**The problem**:
Copy out all the entries below in full, requests included, but add 100 to every coordinate in the answers.

**The input**:
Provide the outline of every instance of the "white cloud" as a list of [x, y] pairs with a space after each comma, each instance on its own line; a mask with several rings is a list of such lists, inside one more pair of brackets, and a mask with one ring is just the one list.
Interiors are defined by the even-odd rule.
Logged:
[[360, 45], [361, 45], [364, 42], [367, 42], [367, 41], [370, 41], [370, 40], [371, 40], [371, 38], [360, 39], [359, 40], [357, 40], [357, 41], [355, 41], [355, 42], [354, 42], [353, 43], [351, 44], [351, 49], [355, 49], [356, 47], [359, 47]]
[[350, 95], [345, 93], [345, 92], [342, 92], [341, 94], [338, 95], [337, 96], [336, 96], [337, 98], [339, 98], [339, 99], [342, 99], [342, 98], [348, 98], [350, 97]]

**Response to the task**:
Provide the outline of every instance of the "white cloud" as a list of [x, y] pairs with a space after each comma, each instance on its own line; a mask with several rings is a list of such lists, inside one more pair of brackets, and a mask with one ring is just the one list.
Interiors are defined by the even-odd rule.
Logged:
[[460, 145], [461, 145], [464, 142], [467, 142], [467, 141], [470, 141], [470, 140], [471, 140], [471, 138], [460, 139], [459, 140], [457, 140], [457, 141], [455, 141], [455, 142], [454, 142], [453, 143], [451, 144], [451, 149], [455, 149], [456, 147], [459, 147]]
[[450, 195], [445, 193], [445, 192], [442, 192], [441, 194], [438, 195], [437, 196], [436, 196], [437, 198], [439, 198], [439, 199], [442, 199], [442, 198], [448, 198], [450, 197]]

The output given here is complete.